■ **Text provided**:
------------------------

I have read some of the posts here about hiking with hard cheeses in the summer.
It sounds doable.

But, there is no local “cheese” store, or even decent cheese section at the market, locally.

So, I posted some questions of my own on amazon (sorry), for certain cheeses.
The answers were all “No, you cannot use this cheese for hiking for 7 days”.

The cheeses:
igourmet Frantal Emmental - Pound Cut (15.5 ounce)
igourmet Trugole (7.5 ounce)
igourmet Grafton Classic 2 Year Aged Reserve Cheddar (7.5 ounce)
igourmet Widmer's Six Year Reserve Cheddar (7.5 ounce)
5 Year Aged Cheddar Half Loaf
Beemster Classic Aged Gouda - Pound Cut (1 pound) 18 Month
igourmet Old Amsterdam - Pound Cut (15.5 ounce)

------------------------

■ **Problem set**:
1. Answer these questions from the post about hiking with hard cheeses:
(a) What did all of the answers on amazon say?
(b) What weight is given for the igourmet Trugole?
(c) How long is the Beemster Classic Aged Gouda aged?
2. Summarize the post about hiking with hard cheeses in two sentences.

■ **Items listed in a dataset**:
------------------------

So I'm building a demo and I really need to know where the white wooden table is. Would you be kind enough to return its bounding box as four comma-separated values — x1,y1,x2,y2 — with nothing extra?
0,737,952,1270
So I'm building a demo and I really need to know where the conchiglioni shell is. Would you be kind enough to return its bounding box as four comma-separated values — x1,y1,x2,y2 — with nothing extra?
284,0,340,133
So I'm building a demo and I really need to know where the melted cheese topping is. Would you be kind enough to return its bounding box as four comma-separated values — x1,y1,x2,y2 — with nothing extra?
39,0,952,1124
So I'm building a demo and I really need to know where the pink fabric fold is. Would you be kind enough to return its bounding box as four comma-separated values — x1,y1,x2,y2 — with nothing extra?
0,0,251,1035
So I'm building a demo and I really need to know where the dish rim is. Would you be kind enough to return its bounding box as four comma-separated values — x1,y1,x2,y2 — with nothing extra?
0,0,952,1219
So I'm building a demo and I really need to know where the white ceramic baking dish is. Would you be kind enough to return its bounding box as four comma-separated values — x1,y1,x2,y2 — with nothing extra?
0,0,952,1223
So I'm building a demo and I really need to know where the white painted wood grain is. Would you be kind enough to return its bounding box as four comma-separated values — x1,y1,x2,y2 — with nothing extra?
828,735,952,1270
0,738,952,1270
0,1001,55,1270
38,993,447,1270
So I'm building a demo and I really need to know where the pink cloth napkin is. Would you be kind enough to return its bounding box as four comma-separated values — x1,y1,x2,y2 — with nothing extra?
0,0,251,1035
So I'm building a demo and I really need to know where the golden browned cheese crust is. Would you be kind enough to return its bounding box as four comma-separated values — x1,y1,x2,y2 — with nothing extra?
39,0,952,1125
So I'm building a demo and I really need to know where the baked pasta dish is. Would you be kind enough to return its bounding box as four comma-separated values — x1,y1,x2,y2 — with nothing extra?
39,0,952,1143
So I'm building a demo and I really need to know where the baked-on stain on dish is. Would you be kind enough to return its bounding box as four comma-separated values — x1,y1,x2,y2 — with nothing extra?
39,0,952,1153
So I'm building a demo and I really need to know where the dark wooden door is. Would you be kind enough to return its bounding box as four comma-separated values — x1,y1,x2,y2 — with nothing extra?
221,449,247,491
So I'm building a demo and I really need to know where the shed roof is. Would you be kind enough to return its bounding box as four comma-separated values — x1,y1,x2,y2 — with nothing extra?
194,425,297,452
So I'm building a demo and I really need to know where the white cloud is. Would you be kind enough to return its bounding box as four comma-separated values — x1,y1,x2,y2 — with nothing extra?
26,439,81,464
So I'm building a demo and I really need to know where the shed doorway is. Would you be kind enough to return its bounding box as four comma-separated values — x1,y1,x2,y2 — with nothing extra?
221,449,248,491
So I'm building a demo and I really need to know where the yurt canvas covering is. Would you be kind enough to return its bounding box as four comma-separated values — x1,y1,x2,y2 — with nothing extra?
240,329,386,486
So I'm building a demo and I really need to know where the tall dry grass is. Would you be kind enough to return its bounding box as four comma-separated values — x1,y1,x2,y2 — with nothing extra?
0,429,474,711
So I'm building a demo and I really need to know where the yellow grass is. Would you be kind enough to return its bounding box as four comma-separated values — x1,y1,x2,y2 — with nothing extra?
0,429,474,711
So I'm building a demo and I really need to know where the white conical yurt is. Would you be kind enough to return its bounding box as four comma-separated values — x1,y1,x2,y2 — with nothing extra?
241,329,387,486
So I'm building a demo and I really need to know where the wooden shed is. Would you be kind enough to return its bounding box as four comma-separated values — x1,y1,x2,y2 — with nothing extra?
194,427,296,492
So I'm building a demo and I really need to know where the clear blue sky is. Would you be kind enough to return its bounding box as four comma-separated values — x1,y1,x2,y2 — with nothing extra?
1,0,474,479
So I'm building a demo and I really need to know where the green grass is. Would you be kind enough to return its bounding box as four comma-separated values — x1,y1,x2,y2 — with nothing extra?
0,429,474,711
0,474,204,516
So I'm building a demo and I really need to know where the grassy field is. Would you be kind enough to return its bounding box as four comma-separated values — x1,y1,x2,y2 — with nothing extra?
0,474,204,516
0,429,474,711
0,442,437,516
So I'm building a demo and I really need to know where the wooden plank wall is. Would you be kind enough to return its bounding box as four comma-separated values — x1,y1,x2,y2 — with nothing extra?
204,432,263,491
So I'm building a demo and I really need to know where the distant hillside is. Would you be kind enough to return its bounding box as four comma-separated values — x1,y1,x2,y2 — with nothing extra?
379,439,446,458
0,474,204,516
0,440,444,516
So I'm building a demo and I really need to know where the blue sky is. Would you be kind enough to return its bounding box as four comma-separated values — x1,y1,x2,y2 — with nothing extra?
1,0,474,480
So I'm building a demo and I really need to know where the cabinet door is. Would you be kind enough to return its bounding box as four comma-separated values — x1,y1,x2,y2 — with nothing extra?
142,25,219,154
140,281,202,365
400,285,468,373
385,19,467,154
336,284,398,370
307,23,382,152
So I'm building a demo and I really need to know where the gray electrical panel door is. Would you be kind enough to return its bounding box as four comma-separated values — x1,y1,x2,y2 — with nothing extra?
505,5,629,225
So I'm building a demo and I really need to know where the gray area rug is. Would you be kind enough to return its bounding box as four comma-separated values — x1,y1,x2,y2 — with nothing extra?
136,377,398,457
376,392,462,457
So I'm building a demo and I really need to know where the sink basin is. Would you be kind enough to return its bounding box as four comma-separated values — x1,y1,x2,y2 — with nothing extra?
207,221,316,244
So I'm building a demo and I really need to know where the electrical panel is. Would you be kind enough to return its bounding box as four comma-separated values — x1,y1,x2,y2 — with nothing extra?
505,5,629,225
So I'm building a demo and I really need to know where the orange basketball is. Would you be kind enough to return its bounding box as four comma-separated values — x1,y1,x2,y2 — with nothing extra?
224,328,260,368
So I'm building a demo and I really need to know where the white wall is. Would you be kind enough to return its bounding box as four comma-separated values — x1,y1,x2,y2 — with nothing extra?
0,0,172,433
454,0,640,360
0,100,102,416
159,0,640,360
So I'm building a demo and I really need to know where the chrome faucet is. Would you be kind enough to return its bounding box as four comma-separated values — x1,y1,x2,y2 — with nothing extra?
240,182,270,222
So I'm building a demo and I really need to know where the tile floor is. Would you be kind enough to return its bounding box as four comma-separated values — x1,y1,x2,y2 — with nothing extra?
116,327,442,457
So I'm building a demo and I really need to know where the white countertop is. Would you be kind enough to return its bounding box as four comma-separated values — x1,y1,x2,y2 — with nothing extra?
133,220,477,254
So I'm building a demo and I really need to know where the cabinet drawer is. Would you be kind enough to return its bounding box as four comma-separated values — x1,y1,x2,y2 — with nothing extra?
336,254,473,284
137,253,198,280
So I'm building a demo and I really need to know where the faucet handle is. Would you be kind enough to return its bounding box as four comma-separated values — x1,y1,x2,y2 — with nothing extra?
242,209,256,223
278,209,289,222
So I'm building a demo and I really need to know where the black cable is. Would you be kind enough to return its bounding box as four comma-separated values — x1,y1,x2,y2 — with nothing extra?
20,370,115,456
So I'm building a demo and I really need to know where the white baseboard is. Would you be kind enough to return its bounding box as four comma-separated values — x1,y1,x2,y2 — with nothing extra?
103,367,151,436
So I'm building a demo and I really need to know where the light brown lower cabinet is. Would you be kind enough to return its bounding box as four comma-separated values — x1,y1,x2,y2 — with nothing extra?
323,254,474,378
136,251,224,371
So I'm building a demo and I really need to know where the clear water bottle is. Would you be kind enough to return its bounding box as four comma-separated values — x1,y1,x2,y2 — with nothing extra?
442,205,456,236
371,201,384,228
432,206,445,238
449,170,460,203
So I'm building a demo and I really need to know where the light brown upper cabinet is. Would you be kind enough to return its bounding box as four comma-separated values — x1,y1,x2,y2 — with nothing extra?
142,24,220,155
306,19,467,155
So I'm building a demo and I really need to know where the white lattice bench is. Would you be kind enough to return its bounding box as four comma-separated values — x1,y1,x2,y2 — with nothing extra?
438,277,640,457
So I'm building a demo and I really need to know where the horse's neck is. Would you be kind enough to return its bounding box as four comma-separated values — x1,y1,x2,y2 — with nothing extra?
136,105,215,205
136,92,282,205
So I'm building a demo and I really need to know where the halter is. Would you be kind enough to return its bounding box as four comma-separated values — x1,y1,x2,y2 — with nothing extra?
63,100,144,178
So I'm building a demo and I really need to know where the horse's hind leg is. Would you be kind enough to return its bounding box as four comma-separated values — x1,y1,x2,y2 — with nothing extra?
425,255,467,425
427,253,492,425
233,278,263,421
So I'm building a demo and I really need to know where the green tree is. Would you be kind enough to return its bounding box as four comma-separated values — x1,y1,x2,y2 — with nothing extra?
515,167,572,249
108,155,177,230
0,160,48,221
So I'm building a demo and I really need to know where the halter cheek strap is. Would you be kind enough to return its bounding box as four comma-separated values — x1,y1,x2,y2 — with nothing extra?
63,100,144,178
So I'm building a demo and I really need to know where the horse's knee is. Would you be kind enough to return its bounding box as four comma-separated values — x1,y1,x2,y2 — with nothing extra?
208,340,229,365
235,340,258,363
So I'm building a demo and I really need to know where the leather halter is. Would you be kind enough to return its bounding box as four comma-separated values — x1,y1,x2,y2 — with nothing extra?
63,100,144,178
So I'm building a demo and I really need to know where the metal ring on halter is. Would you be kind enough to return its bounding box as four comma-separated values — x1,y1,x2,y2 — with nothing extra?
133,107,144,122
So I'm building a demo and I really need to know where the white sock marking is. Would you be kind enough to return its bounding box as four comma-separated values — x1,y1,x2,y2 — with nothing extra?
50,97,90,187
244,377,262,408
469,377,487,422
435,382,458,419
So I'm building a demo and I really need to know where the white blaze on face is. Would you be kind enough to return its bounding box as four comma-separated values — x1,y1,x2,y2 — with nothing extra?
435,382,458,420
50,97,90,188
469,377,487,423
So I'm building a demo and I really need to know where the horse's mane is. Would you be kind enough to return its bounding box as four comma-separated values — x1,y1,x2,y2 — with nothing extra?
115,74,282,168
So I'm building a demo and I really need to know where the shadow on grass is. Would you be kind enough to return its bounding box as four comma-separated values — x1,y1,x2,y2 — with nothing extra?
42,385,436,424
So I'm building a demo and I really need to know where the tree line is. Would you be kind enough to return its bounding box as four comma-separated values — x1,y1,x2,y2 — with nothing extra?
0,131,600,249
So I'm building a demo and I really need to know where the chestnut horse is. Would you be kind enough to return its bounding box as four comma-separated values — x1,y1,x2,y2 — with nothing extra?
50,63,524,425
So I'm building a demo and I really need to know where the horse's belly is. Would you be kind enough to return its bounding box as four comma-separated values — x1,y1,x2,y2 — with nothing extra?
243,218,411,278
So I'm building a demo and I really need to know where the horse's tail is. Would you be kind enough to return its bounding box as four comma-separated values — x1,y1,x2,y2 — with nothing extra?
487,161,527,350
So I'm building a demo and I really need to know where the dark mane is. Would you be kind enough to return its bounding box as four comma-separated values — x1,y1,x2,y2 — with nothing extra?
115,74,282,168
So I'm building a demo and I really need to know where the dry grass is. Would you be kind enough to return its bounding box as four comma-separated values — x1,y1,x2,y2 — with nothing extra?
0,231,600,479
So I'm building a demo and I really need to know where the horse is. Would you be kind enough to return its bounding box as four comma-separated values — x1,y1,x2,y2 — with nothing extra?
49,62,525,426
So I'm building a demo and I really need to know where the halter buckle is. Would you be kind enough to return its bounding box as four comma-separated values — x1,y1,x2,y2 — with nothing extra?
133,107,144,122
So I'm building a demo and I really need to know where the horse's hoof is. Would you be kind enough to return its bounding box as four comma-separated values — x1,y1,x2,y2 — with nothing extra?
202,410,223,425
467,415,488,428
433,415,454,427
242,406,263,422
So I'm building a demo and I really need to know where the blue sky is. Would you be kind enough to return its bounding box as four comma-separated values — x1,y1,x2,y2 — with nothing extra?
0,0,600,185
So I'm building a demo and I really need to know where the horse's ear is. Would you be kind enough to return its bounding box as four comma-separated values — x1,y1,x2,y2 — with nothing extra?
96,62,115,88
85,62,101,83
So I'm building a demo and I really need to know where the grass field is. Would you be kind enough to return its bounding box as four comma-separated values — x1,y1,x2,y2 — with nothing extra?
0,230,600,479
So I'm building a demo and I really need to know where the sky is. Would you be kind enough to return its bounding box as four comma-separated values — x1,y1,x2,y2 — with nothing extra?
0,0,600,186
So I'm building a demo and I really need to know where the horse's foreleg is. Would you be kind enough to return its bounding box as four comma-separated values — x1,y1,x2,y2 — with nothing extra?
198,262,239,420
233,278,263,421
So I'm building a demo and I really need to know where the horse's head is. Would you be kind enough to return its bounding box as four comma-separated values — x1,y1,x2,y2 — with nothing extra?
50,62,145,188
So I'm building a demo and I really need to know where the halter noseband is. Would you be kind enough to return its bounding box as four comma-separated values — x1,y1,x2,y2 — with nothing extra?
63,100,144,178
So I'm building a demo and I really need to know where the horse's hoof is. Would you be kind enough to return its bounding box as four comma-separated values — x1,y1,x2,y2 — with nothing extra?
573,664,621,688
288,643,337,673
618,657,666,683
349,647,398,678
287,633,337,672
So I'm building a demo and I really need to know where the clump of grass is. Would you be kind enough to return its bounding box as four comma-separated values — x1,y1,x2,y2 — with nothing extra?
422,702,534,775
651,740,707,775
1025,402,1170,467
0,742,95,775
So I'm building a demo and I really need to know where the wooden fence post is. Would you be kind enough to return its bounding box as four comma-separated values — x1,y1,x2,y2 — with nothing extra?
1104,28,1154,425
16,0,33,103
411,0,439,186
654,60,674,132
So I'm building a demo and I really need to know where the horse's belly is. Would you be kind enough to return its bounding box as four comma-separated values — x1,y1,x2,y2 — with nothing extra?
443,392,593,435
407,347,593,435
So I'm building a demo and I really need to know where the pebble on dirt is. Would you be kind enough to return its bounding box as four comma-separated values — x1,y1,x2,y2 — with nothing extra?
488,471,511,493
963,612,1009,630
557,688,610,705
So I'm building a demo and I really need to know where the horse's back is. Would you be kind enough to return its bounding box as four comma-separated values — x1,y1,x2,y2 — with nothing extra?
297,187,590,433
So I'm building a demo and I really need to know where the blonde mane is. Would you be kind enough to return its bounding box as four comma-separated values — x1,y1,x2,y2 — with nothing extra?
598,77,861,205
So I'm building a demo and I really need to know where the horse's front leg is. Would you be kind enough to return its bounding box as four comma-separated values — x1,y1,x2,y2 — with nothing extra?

------------------------

■ **Results by task**:
1.
(a) They all said, "No, you cannot use this cheese for hiking for 7 days."
(b) 7.5 ounces.
(c) 18 months.

2. The writer has read posts about hiking with hard cheeses in the summer and thinks it sounds doable, but there is no local cheese store or decent cheese section at the market. The writer asked about several cheeses on amazon, including cheddars, an Emmental and a gouda, and every answer said the cheese could not be used for hiking for 7 days.